#### SUPPLIED INFORMATION ####
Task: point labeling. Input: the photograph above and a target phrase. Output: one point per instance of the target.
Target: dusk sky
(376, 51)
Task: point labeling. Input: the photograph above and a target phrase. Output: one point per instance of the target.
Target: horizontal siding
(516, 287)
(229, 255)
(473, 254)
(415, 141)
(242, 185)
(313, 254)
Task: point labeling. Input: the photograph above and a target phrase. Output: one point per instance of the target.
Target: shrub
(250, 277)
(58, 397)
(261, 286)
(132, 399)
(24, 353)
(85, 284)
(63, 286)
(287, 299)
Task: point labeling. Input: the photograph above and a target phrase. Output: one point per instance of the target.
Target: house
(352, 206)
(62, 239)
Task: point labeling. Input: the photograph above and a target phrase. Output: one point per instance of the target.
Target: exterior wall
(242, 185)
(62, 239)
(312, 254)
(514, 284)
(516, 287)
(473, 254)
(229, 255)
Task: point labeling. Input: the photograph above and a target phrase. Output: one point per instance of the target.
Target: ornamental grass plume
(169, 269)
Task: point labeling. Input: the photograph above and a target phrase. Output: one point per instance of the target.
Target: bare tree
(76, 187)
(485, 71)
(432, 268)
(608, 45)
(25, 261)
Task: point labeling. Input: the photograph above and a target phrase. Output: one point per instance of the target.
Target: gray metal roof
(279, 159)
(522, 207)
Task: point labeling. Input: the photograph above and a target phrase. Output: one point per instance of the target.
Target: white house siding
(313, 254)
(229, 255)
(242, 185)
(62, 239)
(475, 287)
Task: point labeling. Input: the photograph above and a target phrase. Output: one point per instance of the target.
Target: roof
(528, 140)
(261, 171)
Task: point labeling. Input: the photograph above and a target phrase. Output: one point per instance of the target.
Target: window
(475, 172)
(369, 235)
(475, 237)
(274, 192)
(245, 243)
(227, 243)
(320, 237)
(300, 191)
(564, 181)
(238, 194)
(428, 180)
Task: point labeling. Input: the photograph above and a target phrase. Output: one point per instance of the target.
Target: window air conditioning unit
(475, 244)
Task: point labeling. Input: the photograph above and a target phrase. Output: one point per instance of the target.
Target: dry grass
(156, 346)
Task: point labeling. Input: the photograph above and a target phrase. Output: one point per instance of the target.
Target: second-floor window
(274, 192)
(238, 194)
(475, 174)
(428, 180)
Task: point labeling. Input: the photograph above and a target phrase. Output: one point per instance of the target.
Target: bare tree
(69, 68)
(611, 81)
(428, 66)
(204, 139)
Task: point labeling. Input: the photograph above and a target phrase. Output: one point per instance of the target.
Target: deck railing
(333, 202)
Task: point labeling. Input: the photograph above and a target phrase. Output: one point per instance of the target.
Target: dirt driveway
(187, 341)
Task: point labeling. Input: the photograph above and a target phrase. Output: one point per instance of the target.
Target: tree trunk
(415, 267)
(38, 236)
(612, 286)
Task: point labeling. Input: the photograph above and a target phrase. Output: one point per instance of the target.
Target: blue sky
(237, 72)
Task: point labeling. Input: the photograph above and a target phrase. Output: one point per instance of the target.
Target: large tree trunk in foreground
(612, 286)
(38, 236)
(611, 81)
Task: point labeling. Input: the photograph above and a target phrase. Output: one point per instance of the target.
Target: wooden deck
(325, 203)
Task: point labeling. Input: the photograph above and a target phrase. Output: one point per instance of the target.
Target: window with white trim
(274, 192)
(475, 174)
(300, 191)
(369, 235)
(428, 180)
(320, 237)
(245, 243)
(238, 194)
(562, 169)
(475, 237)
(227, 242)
####
**AIM OF THE EXERCISE:** A complete, exact copy of the entries above is what is wanted.

**RESULT OF THE TASK:**
Task: point labeling. Input: the photograph above and a target phrase. Output: one point per instance of the target.
Target: dusk sky
(376, 51)
Task: point labeling. Input: the photograph above and a target phrase. Output: one point per instance of the target.
Target: horizontal siding
(516, 287)
(229, 255)
(473, 254)
(415, 141)
(242, 185)
(313, 254)
Task: point labeling. Input: the photograph above and a target phrase. Output: one point per instance of the target.
Target: shrub
(250, 277)
(58, 397)
(261, 286)
(132, 399)
(24, 353)
(85, 284)
(63, 286)
(287, 299)
Task: point labeling. Input: the photograph above and a target phrase. Output: one point per instance of the target.
Target: house
(352, 206)
(62, 239)
Task: point labeling. Input: the photograph above and a target phrase. Output: one point per instance of the target.
Target: exterior wall
(242, 185)
(62, 239)
(312, 254)
(514, 284)
(516, 287)
(473, 254)
(229, 255)
Task: point labeling. Input: the photograph above and a target phrase. Output: one point per instance of the target.
Target: ornamental grass plume
(169, 269)
Task: point labeling. Input: the photograph above and a target phrase. Output: one point per instance of the target.
Target: bare tree
(76, 187)
(485, 71)
(432, 268)
(608, 45)
(25, 261)
Task: point labeling. Input: the photograph above and a target phrase. Output: one point per instance of the target.
Target: gray metal roof
(279, 159)
(522, 207)
Task: point labeling. Input: the photograph above and a target phrase. Output: one point per instance of the target.
Target: white house siding
(313, 254)
(229, 255)
(242, 185)
(62, 239)
(475, 287)
Task: point labeling. Input: the photograph above and a target phrase. Output: one point per instance of the target.
Target: roof
(528, 140)
(261, 171)
Task: point labeling. Input: the photograph above and a target phrase. Output: one point per instance of the target.
Target: window
(475, 172)
(369, 235)
(475, 237)
(274, 192)
(245, 243)
(227, 243)
(320, 237)
(300, 191)
(564, 181)
(238, 194)
(428, 180)
Task: point labeling. Input: the photograph above and a target phrase. Output: one point per instance of the target.
Target: window air conditioning unit
(475, 244)
Task: point labeling. Input: the photograph above and a target phrase. Output: one point per instance of the target.
Target: dry grass
(156, 346)
Task: point labeling. Input: the photograph above and a target phrase. Output: one point per instance of the target.
Target: second-floor window
(274, 192)
(238, 194)
(475, 174)
(428, 180)
Task: point labeling. Input: the photograph above and a target phrase. Output: one point per instance of the target.
Target: bare tree
(69, 68)
(611, 81)
(428, 66)
(204, 139)
Task: point labeling. Input: the photograph above and a target phrase. Output: one point per instance of the target.
Target: deck railing
(333, 202)
Task: point labeling. Input: the photograph above and a target phrase. Output: one point per instance of the target.
Target: dirt driveway
(187, 341)
Task: point labeling. Input: the photograph above and a target phrase. Output: one point per instance of the target.
Target: tree trunk
(415, 267)
(38, 236)
(612, 286)
Task: point labeling. Input: the photograph above and a target phrase. Output: one point per instance of the target.
Target: blue sky
(237, 72)
Task: point labeling. Input: the photograph above and a target phrase. Output: one point per instance of the target.
Target: large tree trunk in foreground
(612, 286)
(38, 236)
(611, 81)
Task: point labeling. Input: the photograph above and a target phrase. Output: one point per instance of the target.
Target: wooden deck
(325, 203)
Task: point labeling. Input: the photograph above and a target phrase. Output: one point per instance of the target.
Target: window with white trim
(274, 192)
(475, 174)
(300, 191)
(369, 235)
(428, 180)
(320, 237)
(245, 243)
(238, 194)
(562, 169)
(475, 237)
(227, 242)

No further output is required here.